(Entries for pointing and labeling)
◆ ◆ ◆
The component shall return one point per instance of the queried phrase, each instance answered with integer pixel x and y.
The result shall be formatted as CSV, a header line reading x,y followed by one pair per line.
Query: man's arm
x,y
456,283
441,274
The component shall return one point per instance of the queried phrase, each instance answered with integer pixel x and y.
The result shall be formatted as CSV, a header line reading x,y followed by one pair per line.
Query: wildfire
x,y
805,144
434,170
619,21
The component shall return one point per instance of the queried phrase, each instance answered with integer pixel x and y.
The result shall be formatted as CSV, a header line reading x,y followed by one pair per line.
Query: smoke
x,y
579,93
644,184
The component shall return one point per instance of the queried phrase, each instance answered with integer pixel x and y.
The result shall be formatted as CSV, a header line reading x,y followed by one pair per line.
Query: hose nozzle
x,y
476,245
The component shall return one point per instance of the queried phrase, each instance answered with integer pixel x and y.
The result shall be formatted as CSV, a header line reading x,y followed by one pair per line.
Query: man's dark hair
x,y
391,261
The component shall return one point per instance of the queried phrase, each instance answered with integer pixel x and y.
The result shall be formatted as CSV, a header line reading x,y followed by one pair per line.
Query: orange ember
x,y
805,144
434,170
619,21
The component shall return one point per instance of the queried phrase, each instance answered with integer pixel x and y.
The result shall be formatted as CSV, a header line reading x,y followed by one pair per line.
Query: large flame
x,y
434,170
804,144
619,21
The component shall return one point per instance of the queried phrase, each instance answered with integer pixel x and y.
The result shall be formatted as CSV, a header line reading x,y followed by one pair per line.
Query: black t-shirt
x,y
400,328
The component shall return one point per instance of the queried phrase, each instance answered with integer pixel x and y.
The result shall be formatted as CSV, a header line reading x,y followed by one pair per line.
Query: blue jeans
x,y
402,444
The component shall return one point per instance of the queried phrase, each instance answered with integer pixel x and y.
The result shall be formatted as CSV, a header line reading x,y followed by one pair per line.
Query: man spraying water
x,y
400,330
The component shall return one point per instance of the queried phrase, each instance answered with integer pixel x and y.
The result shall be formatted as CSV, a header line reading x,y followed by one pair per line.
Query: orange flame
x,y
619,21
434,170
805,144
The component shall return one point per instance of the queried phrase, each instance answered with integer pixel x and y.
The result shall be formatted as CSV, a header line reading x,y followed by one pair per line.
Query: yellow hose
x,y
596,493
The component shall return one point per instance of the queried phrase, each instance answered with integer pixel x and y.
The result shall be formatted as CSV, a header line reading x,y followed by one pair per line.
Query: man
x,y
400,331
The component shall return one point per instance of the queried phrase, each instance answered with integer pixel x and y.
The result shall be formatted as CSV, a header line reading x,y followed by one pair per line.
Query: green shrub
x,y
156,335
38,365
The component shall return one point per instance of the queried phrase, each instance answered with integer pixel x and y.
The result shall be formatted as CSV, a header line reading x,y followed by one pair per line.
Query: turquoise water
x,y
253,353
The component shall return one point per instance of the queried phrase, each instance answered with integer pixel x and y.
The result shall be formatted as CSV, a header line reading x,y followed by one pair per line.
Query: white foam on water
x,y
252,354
◆ ◆ ◆
Please gather every line of the material above that contains the string "flame". Case counts.

* ANSWER TO THIS PROBLEM:
Query: large flame
Query: orange flame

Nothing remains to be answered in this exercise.